• [STORED DATA]
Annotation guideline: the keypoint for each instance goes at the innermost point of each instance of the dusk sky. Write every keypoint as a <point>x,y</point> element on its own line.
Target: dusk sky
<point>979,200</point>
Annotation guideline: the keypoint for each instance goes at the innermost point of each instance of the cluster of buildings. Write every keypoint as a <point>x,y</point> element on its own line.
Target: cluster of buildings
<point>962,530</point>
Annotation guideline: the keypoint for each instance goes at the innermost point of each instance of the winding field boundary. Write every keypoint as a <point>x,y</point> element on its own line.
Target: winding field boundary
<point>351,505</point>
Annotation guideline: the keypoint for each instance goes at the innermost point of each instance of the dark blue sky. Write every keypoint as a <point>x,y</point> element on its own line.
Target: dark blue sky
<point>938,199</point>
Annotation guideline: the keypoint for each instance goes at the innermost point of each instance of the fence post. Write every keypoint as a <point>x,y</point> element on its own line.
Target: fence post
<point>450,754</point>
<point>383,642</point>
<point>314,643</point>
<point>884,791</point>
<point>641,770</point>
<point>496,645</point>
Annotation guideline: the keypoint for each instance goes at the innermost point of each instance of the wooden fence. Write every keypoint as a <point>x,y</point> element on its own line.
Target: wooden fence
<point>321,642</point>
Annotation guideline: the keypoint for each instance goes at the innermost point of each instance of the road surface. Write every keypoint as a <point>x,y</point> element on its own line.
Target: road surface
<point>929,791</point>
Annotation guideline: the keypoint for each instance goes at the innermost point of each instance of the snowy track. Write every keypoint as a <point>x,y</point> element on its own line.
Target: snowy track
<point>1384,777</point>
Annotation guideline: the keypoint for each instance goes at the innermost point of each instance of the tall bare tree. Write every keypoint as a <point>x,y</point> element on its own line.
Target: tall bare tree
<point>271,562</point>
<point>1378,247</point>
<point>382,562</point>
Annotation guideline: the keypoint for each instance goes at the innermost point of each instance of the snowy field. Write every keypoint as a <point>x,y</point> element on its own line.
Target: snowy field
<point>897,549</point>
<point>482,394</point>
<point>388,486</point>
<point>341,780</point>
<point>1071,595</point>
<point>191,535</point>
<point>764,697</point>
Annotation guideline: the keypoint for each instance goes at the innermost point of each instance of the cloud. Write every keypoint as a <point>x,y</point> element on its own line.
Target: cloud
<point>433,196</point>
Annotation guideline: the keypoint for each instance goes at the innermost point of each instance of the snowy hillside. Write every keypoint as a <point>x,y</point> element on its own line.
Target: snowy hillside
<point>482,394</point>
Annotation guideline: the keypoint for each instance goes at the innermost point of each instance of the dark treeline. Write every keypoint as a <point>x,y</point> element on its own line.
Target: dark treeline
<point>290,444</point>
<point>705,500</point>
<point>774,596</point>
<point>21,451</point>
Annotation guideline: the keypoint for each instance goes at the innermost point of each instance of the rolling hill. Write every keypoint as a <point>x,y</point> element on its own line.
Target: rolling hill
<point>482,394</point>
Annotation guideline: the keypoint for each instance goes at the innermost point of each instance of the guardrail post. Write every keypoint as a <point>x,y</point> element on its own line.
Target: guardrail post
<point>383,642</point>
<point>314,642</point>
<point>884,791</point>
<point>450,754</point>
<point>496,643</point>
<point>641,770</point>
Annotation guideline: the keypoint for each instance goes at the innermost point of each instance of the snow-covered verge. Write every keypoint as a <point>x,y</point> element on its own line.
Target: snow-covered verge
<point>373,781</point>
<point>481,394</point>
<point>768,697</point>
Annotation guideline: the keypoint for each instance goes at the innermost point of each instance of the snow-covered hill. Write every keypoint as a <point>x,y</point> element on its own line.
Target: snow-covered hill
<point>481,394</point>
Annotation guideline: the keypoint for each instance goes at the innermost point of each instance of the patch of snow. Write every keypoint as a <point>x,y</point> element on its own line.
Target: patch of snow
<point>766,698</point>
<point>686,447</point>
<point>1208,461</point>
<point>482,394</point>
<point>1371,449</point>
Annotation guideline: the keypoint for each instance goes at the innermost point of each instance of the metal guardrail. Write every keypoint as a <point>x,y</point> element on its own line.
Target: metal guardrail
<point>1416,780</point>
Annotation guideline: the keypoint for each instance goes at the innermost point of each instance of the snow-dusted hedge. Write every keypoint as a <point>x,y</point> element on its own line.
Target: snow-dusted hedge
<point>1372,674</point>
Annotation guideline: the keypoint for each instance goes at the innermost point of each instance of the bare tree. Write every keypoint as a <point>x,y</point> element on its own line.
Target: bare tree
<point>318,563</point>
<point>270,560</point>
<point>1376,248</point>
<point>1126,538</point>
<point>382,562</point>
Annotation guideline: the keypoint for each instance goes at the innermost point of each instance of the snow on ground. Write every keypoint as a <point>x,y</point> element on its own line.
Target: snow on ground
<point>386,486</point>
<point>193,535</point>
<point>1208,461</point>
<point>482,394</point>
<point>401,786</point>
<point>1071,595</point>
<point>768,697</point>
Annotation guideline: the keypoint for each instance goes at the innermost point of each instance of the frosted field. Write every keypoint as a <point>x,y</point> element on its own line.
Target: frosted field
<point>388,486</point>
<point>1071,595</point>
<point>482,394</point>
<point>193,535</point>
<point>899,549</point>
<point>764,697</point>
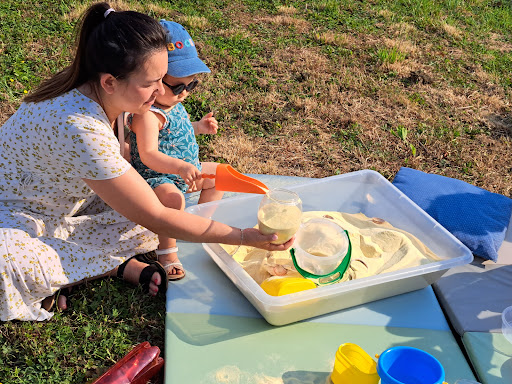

• [YOUR INSTRUCTIONS]
Exactly repeat the data above; the pictures do not belong in your copy.

• [EXERCISE ANSWER]
Annotation guideline: the keypoint for each instance goes at the innermost point of each instance of the dusk sky. Write every keypoint as a <point>x,y</point> element on its own line.
Target: dusk sky
<point>979,200</point>
Annotation guideline: the keypoint for each instance goes at the innermost point of each instance of the cluster of buildings. Write every keypoint as a <point>x,y</point> element on its own line.
Target: cluster of buildings
<point>962,530</point>
Annotation guideline: the keypoint for each instance goes at the innermost point of each instance of the winding field boundary. Write every keypoint as a <point>x,y</point> element on its own line.
Target: winding field boundary
<point>351,505</point>
Annotation guideline: the keypoint for each instance goes at the innermost point of each instance of the dark blue sky. Write every keypoint as a <point>x,y</point> element on its own line.
Target: dark blue sky
<point>938,199</point>
Annotation guideline: the keypoint for each instance goes at the innermost point of each instance of the fence post. Write every keypoint as a <point>x,y</point> element on its own line.
Target: fence post
<point>450,754</point>
<point>383,642</point>
<point>314,643</point>
<point>884,791</point>
<point>641,770</point>
<point>496,645</point>
Annotation guideline: the keypoint for each instance goes at the innermost point of each instance of the wooden fence. Write every keypoint as a <point>x,y</point> element on its own line.
Target: wooden fence
<point>321,642</point>
Annotation guideline: the keypoint for each instance goes at the innermost point of each instance of the road surface. Write every keypoint as a <point>x,y</point> element on its own line.
Target: road surface
<point>929,791</point>
Annotation guideline: the keypoint for each instance goes at the innermost point of each instance of the snowy track. Write every keypoint as a <point>x,y</point> element on its own line.
Target: snowy track
<point>1384,777</point>
Annotation guideline: the keypoint for each instance goes at the innermost point of each instance of the tall bare tree. Write every keypoint as a <point>x,y</point> element on its own line.
Target: tall bare tree
<point>271,562</point>
<point>1378,247</point>
<point>382,562</point>
Annotation guideline: the keypoint for each instance goes at the innermost point of each instance of the snowy field. Write every keypoint as a <point>x,y</point> element on its own line.
Target: snowy field
<point>897,549</point>
<point>482,394</point>
<point>388,486</point>
<point>341,780</point>
<point>1071,595</point>
<point>191,535</point>
<point>764,697</point>
Annotation guideline: the keypoint for each instance goes at the innermost point of each instance of the cloud. Write every keypoint as a <point>x,y</point> element on its own line.
Target: cloud
<point>433,196</point>
Annotation guideline: the keypoint for each instance goes at the innermost point of each instance of the snowy hillside. Write every keypoint as a <point>x,y</point> element on its own line.
Target: snowy hillside
<point>482,394</point>
Annotation guideline: the keypoint for each instance goes at the innermost point of each instance of the dark treeline. Write every keypoint as a <point>x,y</point> element on its own line.
Target: dark treeline
<point>290,444</point>
<point>705,500</point>
<point>774,596</point>
<point>21,451</point>
Annotation guideline: the keypoint for each instance goes at the innermost point of each instance of the rolling hill. Write every keypoint as a <point>x,y</point> element on its own line.
Target: rolling hill
<point>482,394</point>
Annotation guideline: the keypoint for each instance goes at the innermost point of each instance of the guardrail post. Write every keypoint as a <point>x,y</point> element on its own line.
Target: guardrail post
<point>383,642</point>
<point>314,642</point>
<point>884,791</point>
<point>450,754</point>
<point>496,643</point>
<point>641,770</point>
Annotation guideline: the keypoint for each instance goes at the innermost point of each instance of the snow-covered verge. Write every keypoint as a <point>x,y</point> element on its own line.
Target: snow-covered verge
<point>373,781</point>
<point>481,394</point>
<point>768,697</point>
Annotation guideline: the keypoint for each instance goes at the innermost point of each instance of the snow-covered hill. Write every keypoint as a <point>x,y</point> element on its own line.
Target: snow-covered hill
<point>481,394</point>
Annotation guideline: the keypoint for each instance goes at the innermost point of each instance of the patch of snow. Write every keypoint as a <point>x,y</point> element on its own line.
Target: patch of snow
<point>766,698</point>
<point>686,447</point>
<point>1208,461</point>
<point>482,394</point>
<point>1371,449</point>
Annotation guideline: the keypoint for each instance goes at the innermost point of each instance of the metal guardrail. Write every keypoint as a <point>x,y</point> element on its own line.
Target: metal guardrail
<point>1416,780</point>
Annotation guideline: the keypoint for each instance goes at the innermost point of each instance of the snow-dusted hedge. Write every keypoint as a <point>x,y</point> element on its own line.
Target: snow-dusted hedge
<point>1372,674</point>
Annotation guideline: the keypoint for each instance goes at the innermost point of each instance of the bare tree. Write every keypoint as a <point>x,y</point> element on its own line.
Target: bare tree
<point>318,563</point>
<point>270,560</point>
<point>1376,248</point>
<point>1126,538</point>
<point>382,562</point>
Annotation guideline: the keypoint for each instance goes at the innermost point of each instance of the snow on ground. Write every keypoint as a <point>x,y</point> element on its own line.
Target: snow on ground
<point>386,486</point>
<point>193,535</point>
<point>1208,461</point>
<point>482,394</point>
<point>401,786</point>
<point>1071,595</point>
<point>768,697</point>
Annotation guideline: the keypoint for each instance goes at the innermost point of each instance of the frosted field. Write every keypoint as a <point>x,y</point> element on its own line.
Target: frosted field
<point>388,486</point>
<point>1071,595</point>
<point>482,394</point>
<point>193,535</point>
<point>899,549</point>
<point>764,697</point>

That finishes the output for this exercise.